### Written instruction
Swap "dragonfly" for "damselfly" in the material, starting at the line that contains "Greenhouse-scouting request: tag the dragonfly pair" and ending at the end of the material, and give those lines again with nothing else changed.

— begin Task input —

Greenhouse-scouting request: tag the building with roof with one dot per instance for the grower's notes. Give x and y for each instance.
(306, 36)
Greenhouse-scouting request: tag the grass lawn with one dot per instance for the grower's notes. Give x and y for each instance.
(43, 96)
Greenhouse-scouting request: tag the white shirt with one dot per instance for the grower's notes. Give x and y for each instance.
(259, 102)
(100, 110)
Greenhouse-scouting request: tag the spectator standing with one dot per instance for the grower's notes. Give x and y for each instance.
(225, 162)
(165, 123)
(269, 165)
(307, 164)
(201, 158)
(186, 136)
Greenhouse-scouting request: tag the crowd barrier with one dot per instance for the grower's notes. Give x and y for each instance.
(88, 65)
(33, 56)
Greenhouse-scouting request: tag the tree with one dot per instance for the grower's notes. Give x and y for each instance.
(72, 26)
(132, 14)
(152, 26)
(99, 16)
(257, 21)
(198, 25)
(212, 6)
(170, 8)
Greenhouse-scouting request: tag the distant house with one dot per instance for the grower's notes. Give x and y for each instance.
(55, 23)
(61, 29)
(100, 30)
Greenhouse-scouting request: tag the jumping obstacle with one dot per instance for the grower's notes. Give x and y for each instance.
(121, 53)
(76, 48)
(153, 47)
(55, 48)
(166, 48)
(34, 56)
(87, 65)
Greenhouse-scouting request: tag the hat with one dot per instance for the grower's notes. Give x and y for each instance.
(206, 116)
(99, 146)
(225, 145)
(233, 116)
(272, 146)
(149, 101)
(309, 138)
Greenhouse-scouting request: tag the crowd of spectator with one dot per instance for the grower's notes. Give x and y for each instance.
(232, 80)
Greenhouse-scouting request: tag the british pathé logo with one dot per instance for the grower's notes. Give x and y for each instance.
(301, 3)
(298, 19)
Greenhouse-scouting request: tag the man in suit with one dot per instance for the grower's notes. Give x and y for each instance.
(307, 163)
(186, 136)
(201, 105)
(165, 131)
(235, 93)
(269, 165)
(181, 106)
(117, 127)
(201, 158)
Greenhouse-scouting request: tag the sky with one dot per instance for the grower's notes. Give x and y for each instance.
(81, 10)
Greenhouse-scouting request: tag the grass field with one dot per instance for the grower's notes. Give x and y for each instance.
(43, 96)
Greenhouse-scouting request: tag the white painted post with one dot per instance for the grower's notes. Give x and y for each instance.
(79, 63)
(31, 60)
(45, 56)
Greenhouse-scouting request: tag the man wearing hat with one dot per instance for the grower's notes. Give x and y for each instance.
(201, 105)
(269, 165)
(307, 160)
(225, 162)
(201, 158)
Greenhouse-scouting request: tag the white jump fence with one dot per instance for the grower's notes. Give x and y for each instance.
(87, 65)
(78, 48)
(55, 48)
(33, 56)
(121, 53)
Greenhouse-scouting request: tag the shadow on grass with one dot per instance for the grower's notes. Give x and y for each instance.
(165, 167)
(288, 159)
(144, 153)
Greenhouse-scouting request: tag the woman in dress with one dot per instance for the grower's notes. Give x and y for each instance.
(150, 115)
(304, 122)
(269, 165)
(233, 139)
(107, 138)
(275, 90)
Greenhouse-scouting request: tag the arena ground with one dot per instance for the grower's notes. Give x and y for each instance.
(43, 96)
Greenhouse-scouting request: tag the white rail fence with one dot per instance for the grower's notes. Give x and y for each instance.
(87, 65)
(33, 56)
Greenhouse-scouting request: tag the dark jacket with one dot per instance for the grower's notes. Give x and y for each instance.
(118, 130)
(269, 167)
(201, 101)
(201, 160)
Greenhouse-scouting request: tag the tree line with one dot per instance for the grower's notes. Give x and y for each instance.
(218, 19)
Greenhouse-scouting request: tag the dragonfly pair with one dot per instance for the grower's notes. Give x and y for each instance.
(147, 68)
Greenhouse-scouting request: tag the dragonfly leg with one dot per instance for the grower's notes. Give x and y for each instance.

— end Task input —

### Solution to the exercise
Greenhouse-scouting request: tag the damselfly pair with one dot per instance for the grower's notes. Give x and y for each instance.
(147, 68)
Greenhouse-scouting request: tag the damselfly leg with one dot per instance for the grower's notes. Give x and y for each instance.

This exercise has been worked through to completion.